**GOAL OF THE EXERCISE**. From the line containing "Task: point out each instance of the green logo" through the last line of the records below, each line is to be repeated exactly; pictures are to be omitted.

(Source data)
▼

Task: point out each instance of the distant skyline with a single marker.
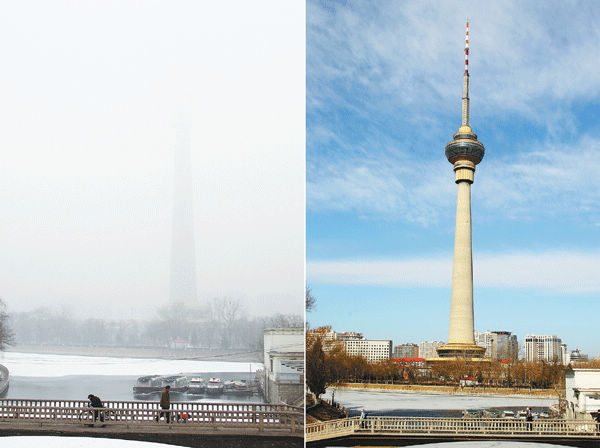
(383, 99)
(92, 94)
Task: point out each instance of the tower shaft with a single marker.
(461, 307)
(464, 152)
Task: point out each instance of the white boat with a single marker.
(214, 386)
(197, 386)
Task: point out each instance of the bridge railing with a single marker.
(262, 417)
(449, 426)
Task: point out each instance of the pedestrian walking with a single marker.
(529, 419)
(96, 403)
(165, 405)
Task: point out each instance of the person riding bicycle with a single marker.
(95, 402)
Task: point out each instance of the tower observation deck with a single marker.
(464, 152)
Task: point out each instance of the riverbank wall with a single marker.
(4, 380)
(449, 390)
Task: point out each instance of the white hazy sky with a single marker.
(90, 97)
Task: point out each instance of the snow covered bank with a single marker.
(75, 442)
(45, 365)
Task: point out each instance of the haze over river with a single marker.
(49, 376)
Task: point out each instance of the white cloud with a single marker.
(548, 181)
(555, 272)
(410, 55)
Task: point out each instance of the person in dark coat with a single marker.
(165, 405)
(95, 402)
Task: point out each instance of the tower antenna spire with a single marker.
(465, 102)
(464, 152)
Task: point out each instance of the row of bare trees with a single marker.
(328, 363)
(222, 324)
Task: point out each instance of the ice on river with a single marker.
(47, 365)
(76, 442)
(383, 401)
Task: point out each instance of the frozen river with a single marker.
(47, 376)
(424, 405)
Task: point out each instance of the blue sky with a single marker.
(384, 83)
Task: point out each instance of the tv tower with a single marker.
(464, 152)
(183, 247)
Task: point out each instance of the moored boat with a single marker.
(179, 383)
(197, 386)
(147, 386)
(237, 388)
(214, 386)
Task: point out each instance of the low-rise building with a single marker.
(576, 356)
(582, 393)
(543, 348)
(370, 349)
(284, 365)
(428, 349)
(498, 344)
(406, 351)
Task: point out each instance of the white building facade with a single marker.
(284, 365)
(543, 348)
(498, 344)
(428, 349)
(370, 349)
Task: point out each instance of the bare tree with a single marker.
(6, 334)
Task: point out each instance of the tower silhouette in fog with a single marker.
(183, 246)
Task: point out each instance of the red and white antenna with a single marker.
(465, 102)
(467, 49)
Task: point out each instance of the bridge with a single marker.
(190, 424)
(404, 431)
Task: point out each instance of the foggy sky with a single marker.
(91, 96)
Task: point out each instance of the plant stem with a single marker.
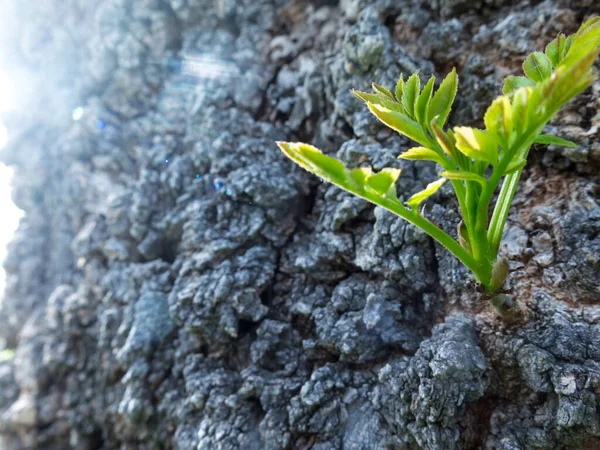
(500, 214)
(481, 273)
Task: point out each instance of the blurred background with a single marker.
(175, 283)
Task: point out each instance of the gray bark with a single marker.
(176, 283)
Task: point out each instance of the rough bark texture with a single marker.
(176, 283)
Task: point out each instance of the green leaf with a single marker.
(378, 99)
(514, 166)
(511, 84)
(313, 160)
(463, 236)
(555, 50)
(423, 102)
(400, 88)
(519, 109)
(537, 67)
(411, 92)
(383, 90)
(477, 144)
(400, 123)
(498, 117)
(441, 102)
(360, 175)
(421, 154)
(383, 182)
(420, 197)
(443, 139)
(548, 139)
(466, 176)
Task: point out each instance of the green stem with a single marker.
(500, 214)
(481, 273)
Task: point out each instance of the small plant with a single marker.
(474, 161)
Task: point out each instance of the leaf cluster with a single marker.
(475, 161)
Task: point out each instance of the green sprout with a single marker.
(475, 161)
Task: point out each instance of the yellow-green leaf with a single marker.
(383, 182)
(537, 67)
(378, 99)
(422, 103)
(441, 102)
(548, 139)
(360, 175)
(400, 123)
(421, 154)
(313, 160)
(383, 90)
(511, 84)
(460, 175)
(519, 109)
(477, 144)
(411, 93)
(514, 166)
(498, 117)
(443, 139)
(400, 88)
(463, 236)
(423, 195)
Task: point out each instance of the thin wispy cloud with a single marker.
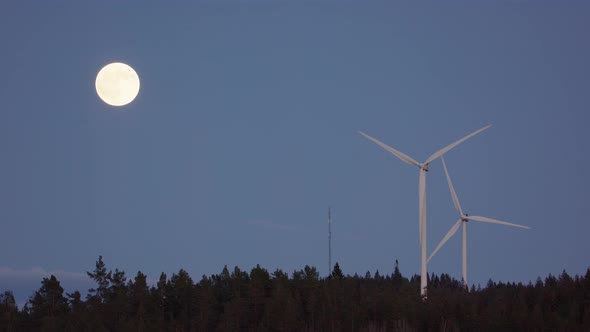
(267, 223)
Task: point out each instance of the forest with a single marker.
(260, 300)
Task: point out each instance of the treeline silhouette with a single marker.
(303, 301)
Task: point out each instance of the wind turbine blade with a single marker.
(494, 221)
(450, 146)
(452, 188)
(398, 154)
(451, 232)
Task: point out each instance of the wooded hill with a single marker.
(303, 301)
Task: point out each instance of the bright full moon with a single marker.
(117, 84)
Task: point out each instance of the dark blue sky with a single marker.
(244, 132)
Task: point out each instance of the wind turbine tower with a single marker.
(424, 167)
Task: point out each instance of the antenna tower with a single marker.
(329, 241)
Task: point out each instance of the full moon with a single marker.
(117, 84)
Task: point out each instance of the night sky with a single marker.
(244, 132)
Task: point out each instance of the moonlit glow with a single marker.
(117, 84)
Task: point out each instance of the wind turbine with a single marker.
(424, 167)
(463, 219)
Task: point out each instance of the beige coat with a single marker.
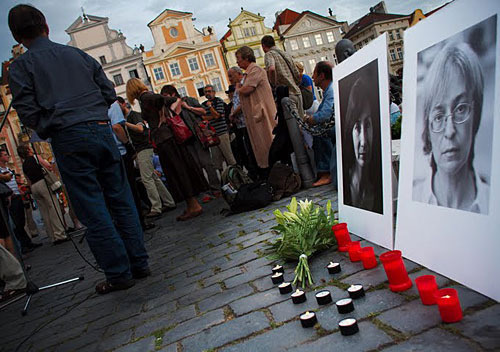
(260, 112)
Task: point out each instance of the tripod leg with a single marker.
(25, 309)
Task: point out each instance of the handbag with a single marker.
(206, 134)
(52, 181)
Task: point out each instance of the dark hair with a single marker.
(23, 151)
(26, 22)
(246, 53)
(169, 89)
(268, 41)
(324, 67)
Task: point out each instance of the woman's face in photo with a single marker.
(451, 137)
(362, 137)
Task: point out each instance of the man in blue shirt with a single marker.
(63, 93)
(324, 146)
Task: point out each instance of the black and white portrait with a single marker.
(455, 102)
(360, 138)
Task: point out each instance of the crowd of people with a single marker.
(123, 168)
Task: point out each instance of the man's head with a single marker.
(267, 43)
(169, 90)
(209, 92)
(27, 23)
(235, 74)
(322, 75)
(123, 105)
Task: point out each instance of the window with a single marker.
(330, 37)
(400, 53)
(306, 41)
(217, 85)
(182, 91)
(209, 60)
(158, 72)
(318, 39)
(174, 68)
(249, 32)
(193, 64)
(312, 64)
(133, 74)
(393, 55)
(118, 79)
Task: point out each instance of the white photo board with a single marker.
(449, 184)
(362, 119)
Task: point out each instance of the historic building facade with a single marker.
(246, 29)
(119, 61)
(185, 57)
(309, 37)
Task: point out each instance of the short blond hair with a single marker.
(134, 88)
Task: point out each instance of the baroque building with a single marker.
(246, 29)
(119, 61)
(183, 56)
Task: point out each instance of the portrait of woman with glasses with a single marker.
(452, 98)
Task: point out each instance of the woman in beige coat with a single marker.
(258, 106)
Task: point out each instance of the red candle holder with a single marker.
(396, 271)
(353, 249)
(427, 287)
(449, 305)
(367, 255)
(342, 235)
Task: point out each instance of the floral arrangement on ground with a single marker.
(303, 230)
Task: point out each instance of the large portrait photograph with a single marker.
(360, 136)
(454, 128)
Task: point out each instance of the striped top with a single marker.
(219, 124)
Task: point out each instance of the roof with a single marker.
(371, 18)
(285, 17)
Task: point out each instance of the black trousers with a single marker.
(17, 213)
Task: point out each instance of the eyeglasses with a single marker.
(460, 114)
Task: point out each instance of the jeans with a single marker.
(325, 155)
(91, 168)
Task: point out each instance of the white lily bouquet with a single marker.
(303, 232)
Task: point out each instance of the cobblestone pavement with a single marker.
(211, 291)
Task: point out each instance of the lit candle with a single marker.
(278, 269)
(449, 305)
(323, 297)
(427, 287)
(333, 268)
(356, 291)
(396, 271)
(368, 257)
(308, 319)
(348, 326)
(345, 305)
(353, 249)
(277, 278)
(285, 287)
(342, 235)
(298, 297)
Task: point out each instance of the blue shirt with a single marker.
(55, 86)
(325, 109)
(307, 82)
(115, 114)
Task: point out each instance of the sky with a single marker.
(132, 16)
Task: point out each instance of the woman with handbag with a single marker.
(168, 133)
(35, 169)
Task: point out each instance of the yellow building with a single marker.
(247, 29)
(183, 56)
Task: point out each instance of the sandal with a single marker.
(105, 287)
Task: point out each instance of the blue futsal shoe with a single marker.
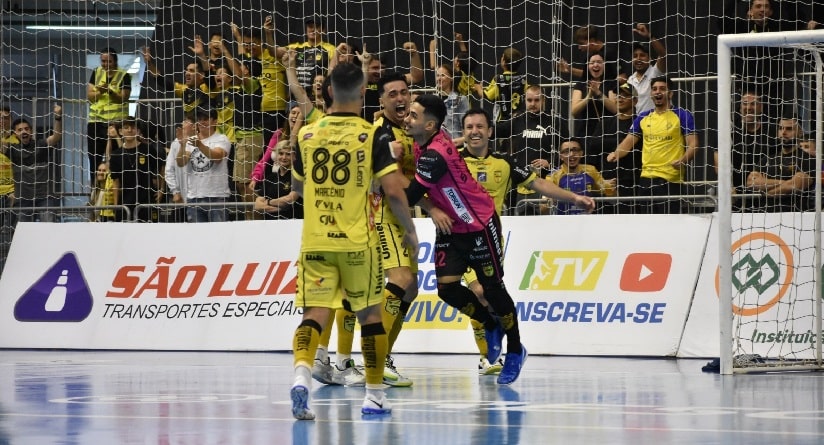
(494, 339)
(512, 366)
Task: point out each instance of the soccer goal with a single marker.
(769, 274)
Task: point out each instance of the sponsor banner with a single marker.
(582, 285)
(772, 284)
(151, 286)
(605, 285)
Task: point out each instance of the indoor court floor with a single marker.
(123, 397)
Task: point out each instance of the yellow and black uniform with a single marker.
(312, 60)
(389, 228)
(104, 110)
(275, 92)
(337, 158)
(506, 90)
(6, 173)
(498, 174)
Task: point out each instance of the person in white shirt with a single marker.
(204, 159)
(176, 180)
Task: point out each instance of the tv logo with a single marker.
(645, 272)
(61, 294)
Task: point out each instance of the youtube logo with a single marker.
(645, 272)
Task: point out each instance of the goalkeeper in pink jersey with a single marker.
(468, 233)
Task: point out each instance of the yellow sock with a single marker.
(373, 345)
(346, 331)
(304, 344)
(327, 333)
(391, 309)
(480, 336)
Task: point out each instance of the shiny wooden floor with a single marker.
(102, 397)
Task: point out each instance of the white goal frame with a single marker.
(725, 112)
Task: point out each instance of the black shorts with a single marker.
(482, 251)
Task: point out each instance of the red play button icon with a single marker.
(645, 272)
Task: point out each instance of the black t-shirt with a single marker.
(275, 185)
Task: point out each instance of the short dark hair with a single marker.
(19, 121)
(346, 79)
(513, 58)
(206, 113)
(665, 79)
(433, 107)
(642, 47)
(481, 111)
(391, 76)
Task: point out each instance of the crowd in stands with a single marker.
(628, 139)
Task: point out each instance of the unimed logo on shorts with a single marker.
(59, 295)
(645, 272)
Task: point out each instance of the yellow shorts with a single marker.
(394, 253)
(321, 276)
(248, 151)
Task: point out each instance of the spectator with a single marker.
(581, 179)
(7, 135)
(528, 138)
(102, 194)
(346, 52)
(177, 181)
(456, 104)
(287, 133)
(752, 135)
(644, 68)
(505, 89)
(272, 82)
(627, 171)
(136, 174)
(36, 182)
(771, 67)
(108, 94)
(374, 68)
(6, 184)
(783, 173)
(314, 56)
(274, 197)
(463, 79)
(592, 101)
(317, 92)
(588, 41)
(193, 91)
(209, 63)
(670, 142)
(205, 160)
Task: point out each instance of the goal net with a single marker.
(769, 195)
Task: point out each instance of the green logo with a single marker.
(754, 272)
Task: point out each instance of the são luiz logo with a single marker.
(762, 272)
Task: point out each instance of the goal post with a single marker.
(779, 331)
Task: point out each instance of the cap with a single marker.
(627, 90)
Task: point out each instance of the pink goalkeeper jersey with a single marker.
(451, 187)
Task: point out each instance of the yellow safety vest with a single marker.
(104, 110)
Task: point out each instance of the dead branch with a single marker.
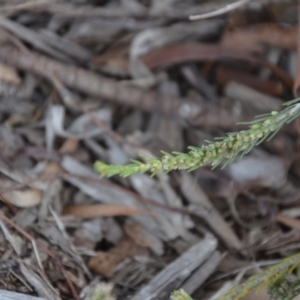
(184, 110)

▲

**ANSWER TO THIS EXERCISE**.
Task: point out each instance of the green logo with a single marker.
(754, 272)
Task: point out each instance of the são luiz logo with a single marker.
(762, 272)
Task: point out each instance of the goal post with a single marker.
(779, 331)
Task: point out each instance of the cap with a single marker.
(627, 90)
Task: point out each instance of the pink goalkeeper jersey with a single marker.
(451, 187)
Task: point out each instance of the yellow safety vest with a single marker.
(104, 110)
Task: point out each instance of the dead branch with a single marker.
(184, 110)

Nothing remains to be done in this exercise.